_Task to complete_. Write out the entire listing below exactly as it appears, minus any pictures.

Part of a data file
[Begin]

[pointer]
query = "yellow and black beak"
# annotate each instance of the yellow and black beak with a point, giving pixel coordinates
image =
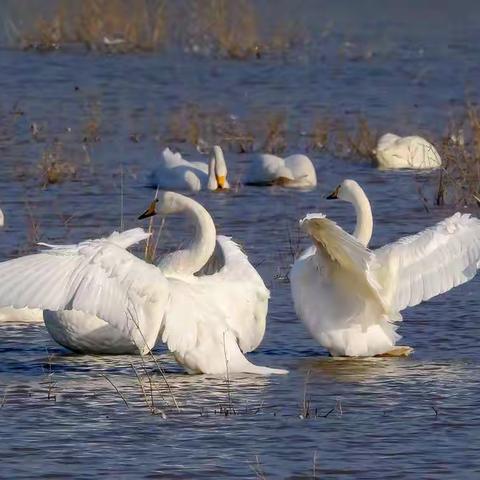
(150, 211)
(220, 181)
(334, 194)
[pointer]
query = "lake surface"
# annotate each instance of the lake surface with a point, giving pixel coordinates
(60, 416)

[End]

_Reply_.
[pointer]
query = "yellow and black beak"
# annotate each instance of the yellow and black beak with a point, giving pixel coordinates
image =
(150, 211)
(220, 181)
(334, 194)
[pointer]
query = "lake surface"
# annotate each instance of the lake surface with a point, giving pixel coordinates
(60, 416)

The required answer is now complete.